• **Exercise prompt**: Pick out every line below that contains the word "girl", and copy each one in full.

• **Input**:
= = =

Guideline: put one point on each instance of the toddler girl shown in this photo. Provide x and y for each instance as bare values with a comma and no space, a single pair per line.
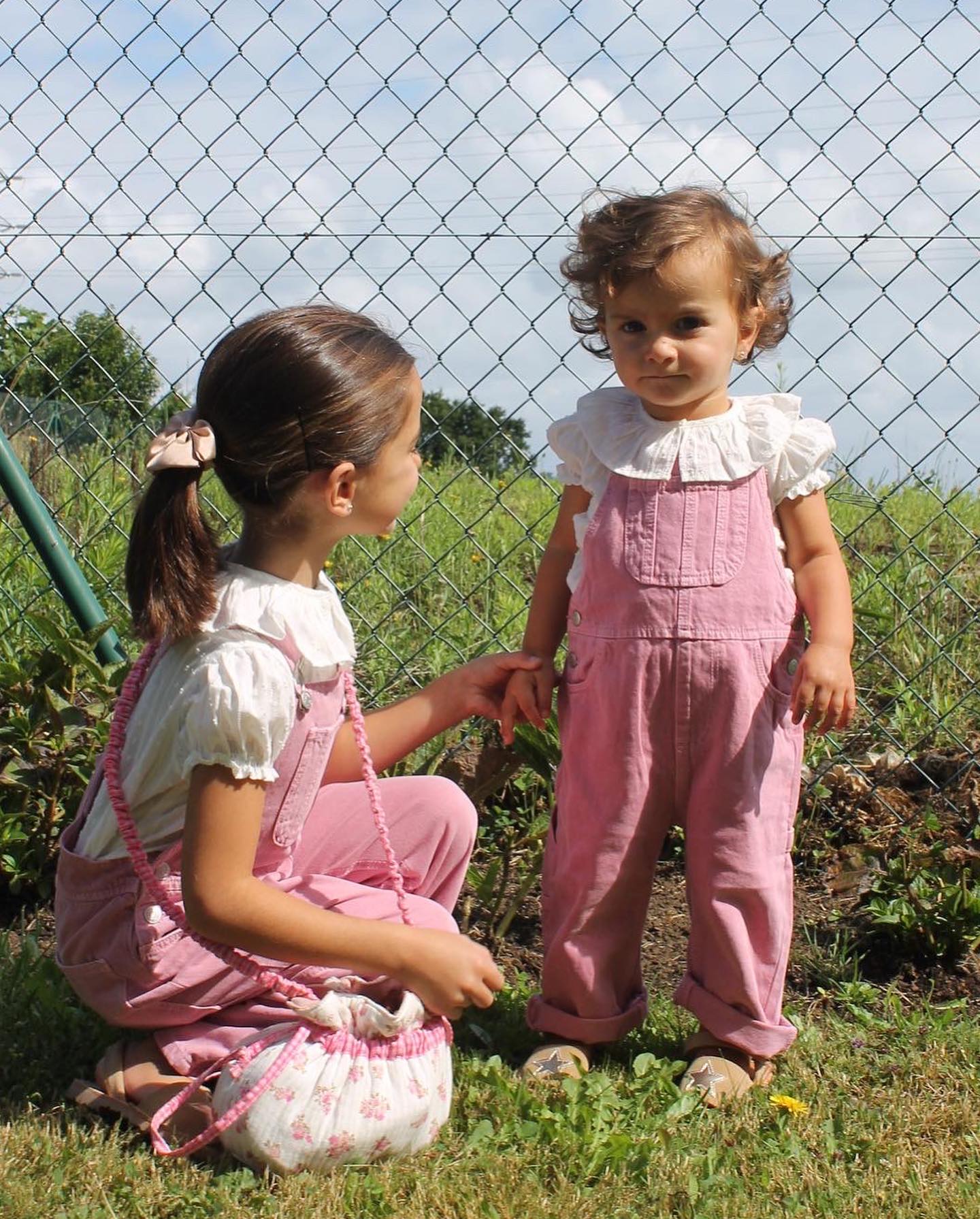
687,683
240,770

= = =

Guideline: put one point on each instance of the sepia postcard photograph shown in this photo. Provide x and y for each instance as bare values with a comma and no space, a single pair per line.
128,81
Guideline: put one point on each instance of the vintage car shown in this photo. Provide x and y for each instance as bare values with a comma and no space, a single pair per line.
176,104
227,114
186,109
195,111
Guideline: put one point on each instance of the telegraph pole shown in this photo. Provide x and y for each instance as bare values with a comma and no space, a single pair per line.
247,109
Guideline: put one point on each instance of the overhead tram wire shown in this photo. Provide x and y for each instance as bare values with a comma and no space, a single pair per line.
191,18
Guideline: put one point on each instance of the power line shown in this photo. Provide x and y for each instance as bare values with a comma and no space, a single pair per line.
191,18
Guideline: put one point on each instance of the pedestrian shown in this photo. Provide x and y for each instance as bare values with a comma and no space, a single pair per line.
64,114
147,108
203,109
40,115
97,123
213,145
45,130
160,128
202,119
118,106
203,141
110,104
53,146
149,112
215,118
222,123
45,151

= = =

• **Output below**:
Guideline: put one point on each instance of the toddler girl shown in this photo. Provide x and y for each instance as bare values with a comma and no space, a single pair per line.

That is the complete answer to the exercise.